Convert every line of the rows below into a numbered list, skipping any blank lines.

[Some rows]
========================
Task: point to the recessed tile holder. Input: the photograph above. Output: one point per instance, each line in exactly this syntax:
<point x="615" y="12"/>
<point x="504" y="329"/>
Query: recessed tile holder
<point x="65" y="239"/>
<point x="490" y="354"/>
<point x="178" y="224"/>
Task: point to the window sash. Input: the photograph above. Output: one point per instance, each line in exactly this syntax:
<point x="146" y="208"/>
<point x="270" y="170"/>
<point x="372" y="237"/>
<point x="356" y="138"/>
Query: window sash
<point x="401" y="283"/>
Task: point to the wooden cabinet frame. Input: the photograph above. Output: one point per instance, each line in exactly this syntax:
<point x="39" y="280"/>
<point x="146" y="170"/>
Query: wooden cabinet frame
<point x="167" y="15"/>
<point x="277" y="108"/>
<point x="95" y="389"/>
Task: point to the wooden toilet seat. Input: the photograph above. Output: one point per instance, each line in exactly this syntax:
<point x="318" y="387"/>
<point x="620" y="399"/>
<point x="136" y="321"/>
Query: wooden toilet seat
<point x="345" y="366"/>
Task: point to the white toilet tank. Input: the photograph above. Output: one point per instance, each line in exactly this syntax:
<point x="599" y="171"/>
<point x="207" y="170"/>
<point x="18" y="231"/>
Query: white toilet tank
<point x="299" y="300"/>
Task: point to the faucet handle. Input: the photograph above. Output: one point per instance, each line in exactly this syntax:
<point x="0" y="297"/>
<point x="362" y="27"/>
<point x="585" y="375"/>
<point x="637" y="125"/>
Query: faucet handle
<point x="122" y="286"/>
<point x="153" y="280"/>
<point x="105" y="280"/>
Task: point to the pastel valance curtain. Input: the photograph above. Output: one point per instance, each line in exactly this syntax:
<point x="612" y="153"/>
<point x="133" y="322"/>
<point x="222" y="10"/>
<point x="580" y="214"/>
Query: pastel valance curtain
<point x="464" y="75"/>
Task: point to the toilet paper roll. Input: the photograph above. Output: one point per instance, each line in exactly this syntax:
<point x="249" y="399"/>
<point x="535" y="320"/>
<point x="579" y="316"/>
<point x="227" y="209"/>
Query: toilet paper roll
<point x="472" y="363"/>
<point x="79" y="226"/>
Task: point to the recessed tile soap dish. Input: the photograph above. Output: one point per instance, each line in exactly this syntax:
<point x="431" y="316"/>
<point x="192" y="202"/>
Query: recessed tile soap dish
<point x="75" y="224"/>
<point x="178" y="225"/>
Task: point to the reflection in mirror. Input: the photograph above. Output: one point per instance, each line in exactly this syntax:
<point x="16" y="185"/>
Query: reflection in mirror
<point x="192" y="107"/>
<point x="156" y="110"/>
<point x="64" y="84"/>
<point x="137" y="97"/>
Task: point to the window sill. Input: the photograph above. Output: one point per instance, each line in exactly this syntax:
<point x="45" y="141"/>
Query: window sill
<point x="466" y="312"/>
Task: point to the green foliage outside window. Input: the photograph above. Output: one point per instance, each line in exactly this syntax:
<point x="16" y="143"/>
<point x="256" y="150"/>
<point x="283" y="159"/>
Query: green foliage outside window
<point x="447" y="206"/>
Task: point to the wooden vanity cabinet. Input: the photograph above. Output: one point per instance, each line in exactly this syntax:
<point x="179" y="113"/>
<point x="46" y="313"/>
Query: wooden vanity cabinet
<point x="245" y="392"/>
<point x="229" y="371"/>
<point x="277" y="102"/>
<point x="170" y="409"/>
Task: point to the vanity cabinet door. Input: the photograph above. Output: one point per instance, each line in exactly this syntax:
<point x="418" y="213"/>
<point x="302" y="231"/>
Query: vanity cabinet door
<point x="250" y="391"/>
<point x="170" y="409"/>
========================
*Exercise output*
1. Task: point to the recessed tile holder. Input: the photograph above. Output: one point per instance, each line in exactly this syntax:
2. <point x="615" y="12"/>
3. <point x="504" y="329"/>
4. Query: recessed tile holder
5. <point x="65" y="239"/>
6. <point x="490" y="354"/>
7. <point x="178" y="224"/>
8. Task: point to the window sash. Input: the photograph above. Output: one point per instance, each line in exactly this syntax:
9. <point x="146" y="208"/>
10. <point x="270" y="170"/>
11. <point x="372" y="237"/>
12. <point x="356" y="138"/>
13. Query: window sash
14. <point x="401" y="283"/>
15. Task: point to the wooden cabinet frame. Input: the photograph above. Output: one point per instance, each line in exactly this syntax:
16. <point x="39" y="280"/>
17. <point x="146" y="170"/>
18. Query: wooden cabinet frame
19. <point x="167" y="15"/>
20. <point x="277" y="108"/>
21. <point x="95" y="389"/>
22. Task: point to the wooden toilet seat. Input: the photograph above. Output: one point per instance, each line in exactly this syntax:
23. <point x="318" y="387"/>
24. <point x="620" y="399"/>
25. <point x="136" y="321"/>
26. Query: wooden toilet seat
27. <point x="345" y="366"/>
28. Task: point to the white toilet tank. Input: the photograph above. Output: one point per instance, each line in exactly this syntax:
29. <point x="599" y="171"/>
30. <point x="207" y="170"/>
31. <point x="18" y="231"/>
32. Query: white toilet tank
33. <point x="299" y="300"/>
34. Task: point to the faucet handle. Input: the photograph above. Output: one point per instance, each line in exactly this syntax:
35. <point x="0" y="297"/>
36. <point x="362" y="27"/>
37. <point x="585" y="375"/>
38. <point x="637" y="125"/>
39. Query: faucet handle
40. <point x="122" y="286"/>
41. <point x="153" y="280"/>
42. <point x="105" y="280"/>
43. Task: point to the pastel valance curtain. Input: the photograph above. Output: one point per instance, each line in exactly this syntax:
44. <point x="612" y="153"/>
45. <point x="133" y="322"/>
46. <point x="222" y="10"/>
47. <point x="580" y="214"/>
48. Query: pastel valance curtain
49. <point x="464" y="75"/>
50. Task: point to the toilet paper roll. Input: the photograph above. Output: one point per instance, each line in exactly this syntax:
51. <point x="249" y="399"/>
52. <point x="535" y="320"/>
53. <point x="579" y="316"/>
54. <point x="227" y="209"/>
55. Query: toilet paper roll
56. <point x="472" y="363"/>
57. <point x="79" y="226"/>
58. Task: point to the recessed tile soap dish. Input: the photograph above. Output: one point per instance, each line in exactly this syntax:
59. <point x="431" y="316"/>
60. <point x="192" y="202"/>
61. Query: recessed tile soap dish
62. <point x="75" y="224"/>
63. <point x="178" y="225"/>
64. Task: point to the reflection in mirror. Input: the photograph above. Output: one point per instance, each line in exactly this syntax:
65. <point x="16" y="185"/>
66. Query: reflection in mirror
67. <point x="192" y="107"/>
68. <point x="156" y="110"/>
69. <point x="64" y="84"/>
70. <point x="137" y="97"/>
71. Task: point to the window sill. Input: the photograph above. Output: one point per instance, each line in exactly this syntax:
72. <point x="45" y="141"/>
73. Query: window sill
74. <point x="466" y="312"/>
75. Task: point to the green foliage outside window. Input: the photograph above. Output: one point per instance, each line in exactly this syntax:
76. <point x="16" y="143"/>
77. <point x="256" y="150"/>
78. <point x="283" y="159"/>
79. Query: green foliage outside window
80. <point x="447" y="206"/>
81. Task: point to the wooden vanity cabinet. Input: the photograph above. Output: one point per instance, each line in exactly this syntax:
82. <point x="179" y="113"/>
83. <point x="46" y="313"/>
84. Query: wooden vanity cabinet
85. <point x="245" y="392"/>
86. <point x="229" y="371"/>
87. <point x="277" y="102"/>
88. <point x="170" y="409"/>
89. Task: point to the vanity cabinet door. Input: the photograph above. Output: one point per instance, each line in exactly this syntax:
90. <point x="418" y="213"/>
91. <point x="302" y="231"/>
92. Query: vanity cabinet door
93. <point x="250" y="391"/>
94. <point x="170" y="409"/>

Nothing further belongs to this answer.